↓

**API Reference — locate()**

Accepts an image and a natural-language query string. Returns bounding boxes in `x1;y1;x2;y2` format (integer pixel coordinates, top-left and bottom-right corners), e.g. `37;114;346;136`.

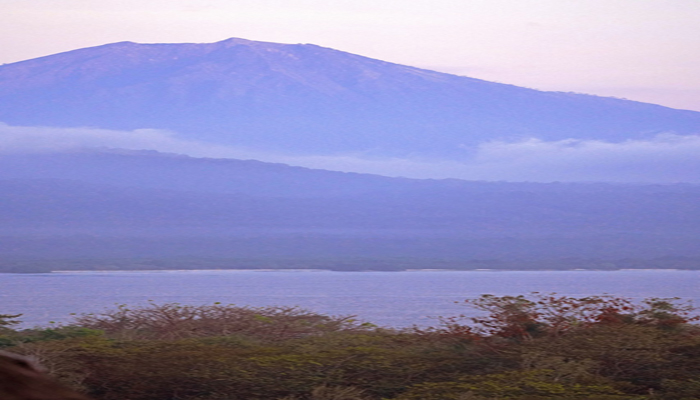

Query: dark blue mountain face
1;38;700;158
1;150;699;262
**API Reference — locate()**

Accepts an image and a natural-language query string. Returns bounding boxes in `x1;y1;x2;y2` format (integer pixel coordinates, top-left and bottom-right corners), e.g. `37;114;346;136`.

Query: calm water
1;270;699;328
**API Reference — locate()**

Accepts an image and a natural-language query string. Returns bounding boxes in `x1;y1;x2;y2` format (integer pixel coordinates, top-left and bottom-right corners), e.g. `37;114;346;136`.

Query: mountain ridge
1;149;699;264
2;38;700;160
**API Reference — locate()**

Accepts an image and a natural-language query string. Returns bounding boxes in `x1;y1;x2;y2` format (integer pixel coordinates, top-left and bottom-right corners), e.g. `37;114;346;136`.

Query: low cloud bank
0;123;254;158
466;135;700;183
1;122;699;183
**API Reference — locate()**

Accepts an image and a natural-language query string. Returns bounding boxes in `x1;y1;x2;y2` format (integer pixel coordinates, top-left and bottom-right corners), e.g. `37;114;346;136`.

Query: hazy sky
2;0;699;111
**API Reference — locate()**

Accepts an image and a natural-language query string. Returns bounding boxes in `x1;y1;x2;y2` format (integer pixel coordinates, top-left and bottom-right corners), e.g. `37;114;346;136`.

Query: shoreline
2;267;694;274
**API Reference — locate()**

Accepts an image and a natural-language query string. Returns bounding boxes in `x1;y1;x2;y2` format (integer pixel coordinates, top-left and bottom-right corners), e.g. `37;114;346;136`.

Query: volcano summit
2;38;700;160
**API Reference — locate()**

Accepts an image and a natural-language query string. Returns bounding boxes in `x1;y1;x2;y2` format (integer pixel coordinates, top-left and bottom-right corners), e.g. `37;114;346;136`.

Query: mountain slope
0;149;410;197
1;38;700;158
1;150;699;263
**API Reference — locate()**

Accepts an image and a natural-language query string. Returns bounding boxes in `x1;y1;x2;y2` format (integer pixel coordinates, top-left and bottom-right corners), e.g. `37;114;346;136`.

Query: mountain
0;149;410;198
1;150;699;267
1;38;700;159
3;39;700;269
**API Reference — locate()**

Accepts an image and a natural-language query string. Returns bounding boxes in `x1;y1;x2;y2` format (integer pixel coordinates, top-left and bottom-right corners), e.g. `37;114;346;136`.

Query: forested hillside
2;150;700;272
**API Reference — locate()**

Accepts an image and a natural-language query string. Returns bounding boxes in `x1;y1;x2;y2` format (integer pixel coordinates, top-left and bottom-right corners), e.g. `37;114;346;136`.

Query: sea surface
2;269;699;328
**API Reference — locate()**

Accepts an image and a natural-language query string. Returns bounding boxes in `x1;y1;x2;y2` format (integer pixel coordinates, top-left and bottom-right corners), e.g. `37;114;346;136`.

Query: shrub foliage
2;295;699;399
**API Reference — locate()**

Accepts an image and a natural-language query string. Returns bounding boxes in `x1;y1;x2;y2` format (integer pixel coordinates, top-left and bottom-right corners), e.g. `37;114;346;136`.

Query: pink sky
2;0;699;111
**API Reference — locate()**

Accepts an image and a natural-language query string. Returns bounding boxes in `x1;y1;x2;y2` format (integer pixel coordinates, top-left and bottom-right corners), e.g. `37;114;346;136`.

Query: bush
73;302;371;341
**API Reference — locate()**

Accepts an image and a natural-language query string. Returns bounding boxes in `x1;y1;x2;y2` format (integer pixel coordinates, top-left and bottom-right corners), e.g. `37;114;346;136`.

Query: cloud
0;122;257;158
268;134;700;183
2;122;699;183
465;135;700;182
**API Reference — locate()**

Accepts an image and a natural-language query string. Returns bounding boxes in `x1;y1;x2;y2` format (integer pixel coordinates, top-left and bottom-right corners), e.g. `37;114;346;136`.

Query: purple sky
2;0;699;111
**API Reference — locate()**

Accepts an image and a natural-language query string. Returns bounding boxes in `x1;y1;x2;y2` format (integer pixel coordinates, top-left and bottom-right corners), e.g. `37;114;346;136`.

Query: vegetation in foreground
3;294;700;399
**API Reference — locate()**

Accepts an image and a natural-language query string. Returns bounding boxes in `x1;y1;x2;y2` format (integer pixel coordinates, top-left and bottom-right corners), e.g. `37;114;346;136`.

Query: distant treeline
2;256;700;273
3;294;700;399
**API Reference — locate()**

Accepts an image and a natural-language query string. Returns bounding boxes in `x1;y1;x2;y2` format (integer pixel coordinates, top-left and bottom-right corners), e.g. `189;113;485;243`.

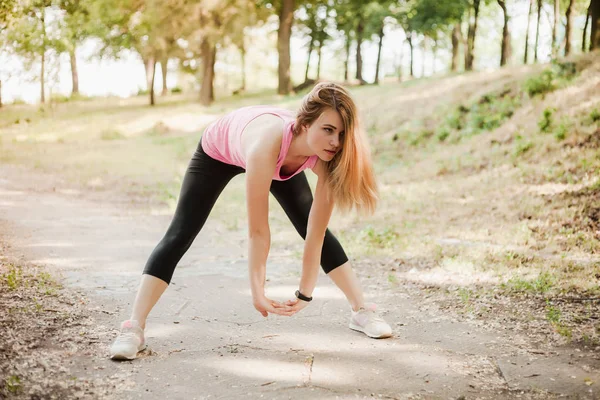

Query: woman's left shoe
349;303;393;339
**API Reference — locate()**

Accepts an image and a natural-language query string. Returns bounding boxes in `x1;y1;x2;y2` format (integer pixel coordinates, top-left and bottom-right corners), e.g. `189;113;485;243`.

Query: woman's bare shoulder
241;114;285;159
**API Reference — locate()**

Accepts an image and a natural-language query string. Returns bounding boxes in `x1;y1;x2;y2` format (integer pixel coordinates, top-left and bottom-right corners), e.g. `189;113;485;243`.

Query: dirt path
1;163;599;400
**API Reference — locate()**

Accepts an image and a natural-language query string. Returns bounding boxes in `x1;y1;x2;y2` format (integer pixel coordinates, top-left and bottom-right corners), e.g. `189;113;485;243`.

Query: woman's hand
253;295;295;317
283;298;310;314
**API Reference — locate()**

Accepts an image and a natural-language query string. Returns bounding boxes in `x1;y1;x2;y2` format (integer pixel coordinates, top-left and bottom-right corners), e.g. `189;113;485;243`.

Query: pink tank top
201;105;318;181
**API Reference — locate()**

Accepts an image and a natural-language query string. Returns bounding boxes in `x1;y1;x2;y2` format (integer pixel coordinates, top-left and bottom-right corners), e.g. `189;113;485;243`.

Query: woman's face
304;108;344;161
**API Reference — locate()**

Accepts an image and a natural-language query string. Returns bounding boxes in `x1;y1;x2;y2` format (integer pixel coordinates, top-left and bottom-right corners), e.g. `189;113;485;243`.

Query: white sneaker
110;320;147;360
349;304;393;339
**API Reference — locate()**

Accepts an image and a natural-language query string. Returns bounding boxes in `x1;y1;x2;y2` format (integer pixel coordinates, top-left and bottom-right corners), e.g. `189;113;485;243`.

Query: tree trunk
534;0;542;62
552;0;559;57
498;0;511;66
565;0;574;56
316;40;322;79
374;24;384;84
465;0;481;71
144;55;156;106
40;8;46;104
69;47;79;95
200;39;216;106
160;58;168;96
355;18;365;83
277;0;295;95
524;0;533;63
583;3;591;52
343;30;350;82
407;33;414;78
591;0;600;50
304;35;314;82
0;80;3;108
451;23;461;71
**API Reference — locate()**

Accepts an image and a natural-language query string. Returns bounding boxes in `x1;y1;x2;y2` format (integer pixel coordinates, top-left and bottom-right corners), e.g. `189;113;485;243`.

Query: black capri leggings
143;139;349;284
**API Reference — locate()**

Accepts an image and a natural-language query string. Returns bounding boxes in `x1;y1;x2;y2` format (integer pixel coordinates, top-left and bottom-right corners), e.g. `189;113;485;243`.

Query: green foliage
554;120;569;141
503;271;555;294
3;264;22;290
171;86;182;94
4;375;21;394
524;69;556;97
538;107;554;133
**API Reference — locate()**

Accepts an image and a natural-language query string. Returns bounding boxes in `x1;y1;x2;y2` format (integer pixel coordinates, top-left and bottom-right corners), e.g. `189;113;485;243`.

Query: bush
524;69;556;97
171;86;183;94
554;120;569;141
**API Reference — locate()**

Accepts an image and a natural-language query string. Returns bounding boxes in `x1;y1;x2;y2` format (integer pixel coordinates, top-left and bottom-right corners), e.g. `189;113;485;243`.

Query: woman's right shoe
109;320;146;360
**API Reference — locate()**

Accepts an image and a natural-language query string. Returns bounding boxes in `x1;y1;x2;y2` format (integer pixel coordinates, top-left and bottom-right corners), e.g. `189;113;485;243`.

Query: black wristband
295;290;313;302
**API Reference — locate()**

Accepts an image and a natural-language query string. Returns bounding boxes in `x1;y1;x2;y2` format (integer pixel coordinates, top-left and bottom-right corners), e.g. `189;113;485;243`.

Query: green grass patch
502;271;555;294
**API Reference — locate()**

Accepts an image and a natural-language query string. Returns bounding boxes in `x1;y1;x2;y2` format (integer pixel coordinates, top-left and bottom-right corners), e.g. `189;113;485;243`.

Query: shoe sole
110;344;147;361
349;323;393;339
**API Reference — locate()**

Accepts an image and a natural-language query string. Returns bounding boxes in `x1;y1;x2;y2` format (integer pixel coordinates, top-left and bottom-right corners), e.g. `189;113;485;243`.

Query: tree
524;0;534;63
465;0;481;71
277;0;295;94
534;0;542;62
565;0;574;56
57;0;91;96
552;0;559;57
591;0;600;50
0;0;21;107
583;1;591;51
497;0;511;66
7;0;61;104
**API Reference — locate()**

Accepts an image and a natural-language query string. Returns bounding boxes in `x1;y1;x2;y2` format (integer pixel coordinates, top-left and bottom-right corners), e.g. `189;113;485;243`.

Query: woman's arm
298;160;335;298
243;116;294;317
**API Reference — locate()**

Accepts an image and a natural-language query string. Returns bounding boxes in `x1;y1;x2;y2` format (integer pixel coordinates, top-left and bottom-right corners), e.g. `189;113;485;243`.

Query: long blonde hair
294;82;378;214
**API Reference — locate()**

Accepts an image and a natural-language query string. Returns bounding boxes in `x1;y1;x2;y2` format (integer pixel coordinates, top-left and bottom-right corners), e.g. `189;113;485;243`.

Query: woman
110;82;392;360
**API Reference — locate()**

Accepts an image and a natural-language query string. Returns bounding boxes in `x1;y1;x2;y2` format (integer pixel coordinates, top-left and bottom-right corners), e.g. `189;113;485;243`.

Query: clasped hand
252;295;310;317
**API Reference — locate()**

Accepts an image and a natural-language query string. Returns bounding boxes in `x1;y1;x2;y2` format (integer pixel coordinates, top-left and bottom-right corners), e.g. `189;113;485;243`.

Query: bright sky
0;2;587;104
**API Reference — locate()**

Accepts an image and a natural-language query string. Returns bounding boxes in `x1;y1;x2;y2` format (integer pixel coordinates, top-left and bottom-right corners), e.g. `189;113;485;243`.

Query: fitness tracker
295;290;313;302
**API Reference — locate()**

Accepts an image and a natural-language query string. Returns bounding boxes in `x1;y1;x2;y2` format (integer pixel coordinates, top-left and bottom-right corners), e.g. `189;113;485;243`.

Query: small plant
588;109;600;125
458;287;472;304
436;129;450;142
538;107;555;133
546;301;561;325
513;135;533;157
524;69;556;97
5;375;21;394
3;265;22;290
360;226;399;249
387;273;398;285
171;86;183;94
554;121;569;141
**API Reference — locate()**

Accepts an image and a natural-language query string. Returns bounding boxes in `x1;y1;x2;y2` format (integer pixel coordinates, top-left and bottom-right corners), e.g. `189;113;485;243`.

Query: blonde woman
110;82;392;360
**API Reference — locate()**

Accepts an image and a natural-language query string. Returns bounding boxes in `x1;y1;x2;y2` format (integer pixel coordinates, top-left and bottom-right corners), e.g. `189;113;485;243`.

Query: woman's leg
132;144;244;328
269;173;365;311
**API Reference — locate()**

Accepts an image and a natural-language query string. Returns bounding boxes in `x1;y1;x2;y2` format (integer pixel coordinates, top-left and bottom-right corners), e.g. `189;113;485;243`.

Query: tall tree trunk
465;0;481;71
565;0;574;56
199;39;216;106
144;55;156;106
160;58;168;96
277;0;294;95
583;3;591;52
498;0;511;66
304;35;314;82
316;40;322;79
343;30;351;82
407;33;414;78
69;47;79;95
591;0;600;50
355;18;365;83
451;23;461;71
40;8;46;104
534;0;542;62
524;0;533;63
374;24;384;84
552;0;559;57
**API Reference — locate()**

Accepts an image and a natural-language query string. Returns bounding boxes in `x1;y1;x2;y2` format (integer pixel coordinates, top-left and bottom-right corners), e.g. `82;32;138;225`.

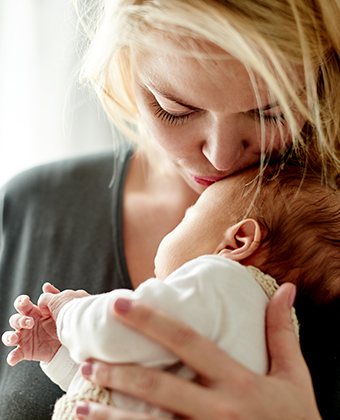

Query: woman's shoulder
0;146;136;262
3;147;132;197
1;145;135;211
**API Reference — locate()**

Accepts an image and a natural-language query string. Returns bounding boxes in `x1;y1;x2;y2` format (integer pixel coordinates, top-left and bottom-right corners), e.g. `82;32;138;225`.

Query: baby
3;162;340;418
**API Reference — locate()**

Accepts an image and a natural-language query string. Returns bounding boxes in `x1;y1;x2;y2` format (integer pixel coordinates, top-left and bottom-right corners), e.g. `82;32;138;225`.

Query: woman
1;0;339;419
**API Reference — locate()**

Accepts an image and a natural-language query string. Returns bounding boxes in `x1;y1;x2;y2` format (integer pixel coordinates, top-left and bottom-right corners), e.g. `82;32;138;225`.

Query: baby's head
155;163;340;306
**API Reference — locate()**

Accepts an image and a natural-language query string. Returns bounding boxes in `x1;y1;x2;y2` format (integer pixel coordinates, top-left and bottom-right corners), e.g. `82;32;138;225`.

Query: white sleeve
40;345;79;392
57;256;269;373
56;259;225;367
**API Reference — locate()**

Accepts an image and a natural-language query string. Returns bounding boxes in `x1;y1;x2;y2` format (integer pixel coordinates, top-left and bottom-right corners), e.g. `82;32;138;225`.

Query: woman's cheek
262;126;292;153
144;119;194;157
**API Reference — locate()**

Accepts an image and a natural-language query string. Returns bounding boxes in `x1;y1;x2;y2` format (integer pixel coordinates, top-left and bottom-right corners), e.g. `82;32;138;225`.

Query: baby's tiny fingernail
81;361;93;377
76;401;90;417
7;333;17;345
25;318;33;328
114;298;132;313
18;296;27;306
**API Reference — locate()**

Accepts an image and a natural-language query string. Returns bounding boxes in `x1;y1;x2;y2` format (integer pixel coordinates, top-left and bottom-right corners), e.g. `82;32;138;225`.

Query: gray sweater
0;145;134;419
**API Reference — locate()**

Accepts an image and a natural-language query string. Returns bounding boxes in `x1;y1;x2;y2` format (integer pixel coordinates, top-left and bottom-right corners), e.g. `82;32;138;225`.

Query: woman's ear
217;219;262;261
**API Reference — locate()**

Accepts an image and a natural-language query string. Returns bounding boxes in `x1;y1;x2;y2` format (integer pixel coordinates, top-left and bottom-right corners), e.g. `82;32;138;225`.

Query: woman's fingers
81;361;209;418
112;298;246;382
75;401;168;420
9;314;34;330
265;283;321;417
266;283;305;377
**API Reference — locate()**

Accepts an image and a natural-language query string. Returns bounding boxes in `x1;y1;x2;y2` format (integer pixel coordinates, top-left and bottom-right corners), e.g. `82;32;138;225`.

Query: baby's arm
54;258;269;377
2;293;61;366
31;259;269;377
12;282;184;368
53;268;225;367
53;285;184;366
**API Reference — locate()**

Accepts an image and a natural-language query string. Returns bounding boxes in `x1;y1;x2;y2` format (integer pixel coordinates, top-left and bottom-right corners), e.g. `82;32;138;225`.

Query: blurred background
0;0;114;187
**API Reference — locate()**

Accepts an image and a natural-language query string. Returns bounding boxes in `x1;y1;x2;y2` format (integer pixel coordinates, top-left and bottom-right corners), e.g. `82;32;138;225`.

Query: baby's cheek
155;244;181;280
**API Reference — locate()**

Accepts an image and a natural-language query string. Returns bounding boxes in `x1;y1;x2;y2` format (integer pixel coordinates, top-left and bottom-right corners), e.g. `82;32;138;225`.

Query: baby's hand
2;294;61;366
38;283;90;321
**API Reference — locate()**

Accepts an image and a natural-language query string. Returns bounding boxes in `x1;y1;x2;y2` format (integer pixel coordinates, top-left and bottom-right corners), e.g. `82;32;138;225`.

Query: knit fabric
245;265;300;339
52;382;113;419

↑

**Exercise description:**
Only the lines from the one containing "Query: baby's arm" through the end of the listing belong in the response, each reproduced exactly.

**Answer to this task:**
Query: baby's arm
54;258;269;377
2;293;61;366
31;259;269;377
12;282;184;368
53;268;225;367
53;285;184;366
**API Reference — locate()**

Accepts an image and a natural-language query string. Returns bounding boxes in `x1;y1;x2;y2` format (integer pixel coordinates, top-left and bottom-right corners), e.g. `82;32;138;225`.

Query: blurred background
0;0;114;187
**API Reference — locate()**

Accepts an image and a natural-language query string. Returns bounding boxes in `x1;y1;x2;y2` format (integer pixel coordinates, top-left and bottom-right corners), e.g. `82;32;138;225`.

Query: baby's cheek
155;244;181;280
**API Reference — locate()**

Accepts an image and a natural-language query string. Returns bounding boxes in `x1;y1;x2;y2` format (integer pixel coordinates, top-left and bottom-right corners), e.g. `82;32;138;225`.

Query: baby's hand
2;294;61;366
38;283;90;321
**API Reference — locate()**

Accepts an image and a natural-language query string. Returns bounding boxes in `x1;y1;x2;y2` format (integer pixel coordinates, top-left and bottom-right corners), e.g. `82;32;138;225`.

Query: knit fabric
245;265;300;339
52;382;113;419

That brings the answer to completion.